GIVEN EXERCISE 1 - List every country the commentary names.
GIVEN EXERCISE 2 - Please write out the part of the commentary starting at "Whereas the Kennedy" and ending at "the Jewish State.".

PAGE -

Begin

So in the event of a Kerry victory, watch for the emergence of a new political animal: the ‘neo-liberal’.

Whereas the Kennedy wing of the Democratic Party has, at least since Viet Nam, produced predictable sound-bites about “unjust wars” etc., the insatiable demands for regional domination by Israel will inevitably require still more U.S.-subsidized incursions into the Middle East—this time with a Democratic Stamp of Approval. Why? --Because when it comes to Israel, the Democrats (like the modern Republican party) are simply unable to say “No” to the Jewish State.

Please recall that throughout the Clinton presidency the crippling sanctions imposed on Iraq are credited with killing more Iraqis than the Iraq wars of Bush Sr. and Jr. combined! According to the U.N., some 500,000 Iraqi woman and children died in the 1990’s as a direct result of U.S. sanctions. Clinton’s former Sec. Of State Madeline Albright affirmed on CBS’s “Sixty Minutes” that the extraordinary suffering in Iraq under American sanctions “was worth it.” Don’t expect a reduction of these Iron Fist policies if Democrat John Kerry is elected.

End

DATA SECTION -
Begin

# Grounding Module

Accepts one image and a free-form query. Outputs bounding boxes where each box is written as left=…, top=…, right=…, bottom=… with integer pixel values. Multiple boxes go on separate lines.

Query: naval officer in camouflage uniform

End

TASK ANSWER 1 - Viet Nam, Israel, the U.S., Iraq

TASK ANSWER 2 -
Whereas the Kennedy wing of the Democratic Party has, at least since Viet Nam, produced predictable sound-bites about “unjust wars” etc., the insatiable demands for regional domination by Israel will inevitably require still more U.S.-subsidized incursions into the Middle East—this time with a Democratic Stamp of Approval. Why? --Because when it comes to Israel, the Democrats (like the modern Republican party) are simply unable to say “No” to the Jewish State.